Written instruction:
Pick out every line in the entries below that contains the word "ridge" and copy each one out in full.

[Object location annotation data]
-- Begin --

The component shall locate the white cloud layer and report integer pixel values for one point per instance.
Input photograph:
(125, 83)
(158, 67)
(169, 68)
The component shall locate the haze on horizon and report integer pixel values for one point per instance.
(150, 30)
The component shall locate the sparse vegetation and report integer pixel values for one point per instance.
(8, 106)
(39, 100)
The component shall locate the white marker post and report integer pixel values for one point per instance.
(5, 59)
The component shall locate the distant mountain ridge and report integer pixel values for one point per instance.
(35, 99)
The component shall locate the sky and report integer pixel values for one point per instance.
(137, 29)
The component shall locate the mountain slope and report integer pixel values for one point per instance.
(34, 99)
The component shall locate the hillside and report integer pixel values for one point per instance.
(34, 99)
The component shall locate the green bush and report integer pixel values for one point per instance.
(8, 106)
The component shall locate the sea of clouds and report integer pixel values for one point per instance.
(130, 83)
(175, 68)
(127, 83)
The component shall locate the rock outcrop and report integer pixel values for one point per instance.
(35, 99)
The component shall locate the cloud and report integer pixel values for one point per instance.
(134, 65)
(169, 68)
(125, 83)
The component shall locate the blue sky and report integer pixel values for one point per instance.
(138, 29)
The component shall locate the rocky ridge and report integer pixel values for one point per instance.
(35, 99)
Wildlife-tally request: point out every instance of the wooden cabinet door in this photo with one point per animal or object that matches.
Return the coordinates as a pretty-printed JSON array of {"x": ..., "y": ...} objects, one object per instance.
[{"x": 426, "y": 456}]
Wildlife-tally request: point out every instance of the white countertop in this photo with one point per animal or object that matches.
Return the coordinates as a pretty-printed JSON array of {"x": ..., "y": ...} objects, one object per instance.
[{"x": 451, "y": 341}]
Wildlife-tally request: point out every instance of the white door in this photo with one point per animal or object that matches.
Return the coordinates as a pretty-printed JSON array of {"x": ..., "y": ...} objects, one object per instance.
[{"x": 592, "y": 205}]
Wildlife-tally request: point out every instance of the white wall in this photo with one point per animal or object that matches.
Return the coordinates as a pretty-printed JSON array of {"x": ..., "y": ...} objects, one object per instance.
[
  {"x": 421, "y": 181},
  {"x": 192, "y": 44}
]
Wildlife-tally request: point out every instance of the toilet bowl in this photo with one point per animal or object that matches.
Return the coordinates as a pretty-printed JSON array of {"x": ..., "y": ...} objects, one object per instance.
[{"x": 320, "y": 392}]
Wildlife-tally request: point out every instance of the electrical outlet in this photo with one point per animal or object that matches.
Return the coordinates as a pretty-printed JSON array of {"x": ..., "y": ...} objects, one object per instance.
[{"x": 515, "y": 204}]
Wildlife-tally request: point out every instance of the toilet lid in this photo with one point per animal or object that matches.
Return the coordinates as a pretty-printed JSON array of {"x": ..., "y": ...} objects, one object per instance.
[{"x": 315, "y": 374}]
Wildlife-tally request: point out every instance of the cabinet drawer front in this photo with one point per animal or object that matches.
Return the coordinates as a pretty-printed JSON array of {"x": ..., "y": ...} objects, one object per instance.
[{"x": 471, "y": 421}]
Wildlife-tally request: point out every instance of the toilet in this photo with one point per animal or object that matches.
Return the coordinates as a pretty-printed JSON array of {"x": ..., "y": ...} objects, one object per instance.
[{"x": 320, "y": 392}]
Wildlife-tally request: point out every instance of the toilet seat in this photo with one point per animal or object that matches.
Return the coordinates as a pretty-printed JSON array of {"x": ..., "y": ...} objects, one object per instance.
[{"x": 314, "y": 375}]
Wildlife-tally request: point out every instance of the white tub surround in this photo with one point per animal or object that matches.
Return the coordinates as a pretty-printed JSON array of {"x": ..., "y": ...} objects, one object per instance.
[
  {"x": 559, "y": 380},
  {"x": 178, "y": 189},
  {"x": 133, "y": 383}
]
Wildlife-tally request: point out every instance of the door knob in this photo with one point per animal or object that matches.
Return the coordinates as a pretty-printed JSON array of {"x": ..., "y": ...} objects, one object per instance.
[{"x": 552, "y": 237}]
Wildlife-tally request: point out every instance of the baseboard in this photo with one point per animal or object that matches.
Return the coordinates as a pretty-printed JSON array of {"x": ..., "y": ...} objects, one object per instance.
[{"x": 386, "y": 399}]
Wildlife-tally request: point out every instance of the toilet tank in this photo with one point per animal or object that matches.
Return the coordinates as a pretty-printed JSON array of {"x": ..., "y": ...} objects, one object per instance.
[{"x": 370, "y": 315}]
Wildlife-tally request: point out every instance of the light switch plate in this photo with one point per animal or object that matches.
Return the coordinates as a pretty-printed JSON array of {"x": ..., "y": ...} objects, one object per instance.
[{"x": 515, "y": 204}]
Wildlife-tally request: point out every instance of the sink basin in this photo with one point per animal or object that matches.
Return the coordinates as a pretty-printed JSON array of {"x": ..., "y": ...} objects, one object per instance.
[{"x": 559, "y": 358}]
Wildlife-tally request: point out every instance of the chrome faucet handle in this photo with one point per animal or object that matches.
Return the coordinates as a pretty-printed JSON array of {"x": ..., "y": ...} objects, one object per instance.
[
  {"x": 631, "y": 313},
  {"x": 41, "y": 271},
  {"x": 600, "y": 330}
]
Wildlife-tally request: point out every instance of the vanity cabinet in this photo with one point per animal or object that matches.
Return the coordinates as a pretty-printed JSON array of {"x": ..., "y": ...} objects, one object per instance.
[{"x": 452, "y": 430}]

-- End --
-- Begin --

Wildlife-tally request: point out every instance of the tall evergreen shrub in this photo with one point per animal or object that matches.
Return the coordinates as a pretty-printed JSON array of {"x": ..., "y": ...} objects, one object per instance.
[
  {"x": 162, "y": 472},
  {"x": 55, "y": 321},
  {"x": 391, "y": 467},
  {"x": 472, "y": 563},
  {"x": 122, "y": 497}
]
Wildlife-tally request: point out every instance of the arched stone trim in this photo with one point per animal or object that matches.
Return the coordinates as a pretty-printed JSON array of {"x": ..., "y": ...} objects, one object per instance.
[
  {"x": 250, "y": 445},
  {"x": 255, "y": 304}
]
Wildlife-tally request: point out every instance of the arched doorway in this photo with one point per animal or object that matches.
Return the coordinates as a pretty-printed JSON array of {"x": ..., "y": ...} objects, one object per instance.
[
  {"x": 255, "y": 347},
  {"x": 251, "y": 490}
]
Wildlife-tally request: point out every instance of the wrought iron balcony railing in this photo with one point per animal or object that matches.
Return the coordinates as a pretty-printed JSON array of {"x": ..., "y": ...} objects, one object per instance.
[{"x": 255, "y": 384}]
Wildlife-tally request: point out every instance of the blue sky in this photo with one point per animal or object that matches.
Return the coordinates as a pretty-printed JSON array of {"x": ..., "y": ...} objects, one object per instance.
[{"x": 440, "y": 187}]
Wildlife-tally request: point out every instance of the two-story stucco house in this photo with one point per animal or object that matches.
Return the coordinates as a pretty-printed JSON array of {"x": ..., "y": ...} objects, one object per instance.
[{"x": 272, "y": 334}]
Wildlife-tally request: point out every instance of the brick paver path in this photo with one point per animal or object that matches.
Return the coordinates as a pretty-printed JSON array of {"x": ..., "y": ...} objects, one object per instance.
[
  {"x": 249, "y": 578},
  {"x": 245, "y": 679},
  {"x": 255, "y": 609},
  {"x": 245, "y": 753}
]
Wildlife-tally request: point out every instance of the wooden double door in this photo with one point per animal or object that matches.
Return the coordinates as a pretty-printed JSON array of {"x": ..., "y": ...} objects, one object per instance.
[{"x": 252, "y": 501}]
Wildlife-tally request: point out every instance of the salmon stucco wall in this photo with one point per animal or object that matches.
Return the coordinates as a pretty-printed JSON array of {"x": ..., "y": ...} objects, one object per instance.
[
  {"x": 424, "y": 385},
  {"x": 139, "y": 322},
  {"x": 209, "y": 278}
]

-- End --

Final result:
The component shall locate the distant mountain ridge and report integer pixel values for one point per instance.
The component shall locate the rocky ridge and report integer pixel values for one point per instance.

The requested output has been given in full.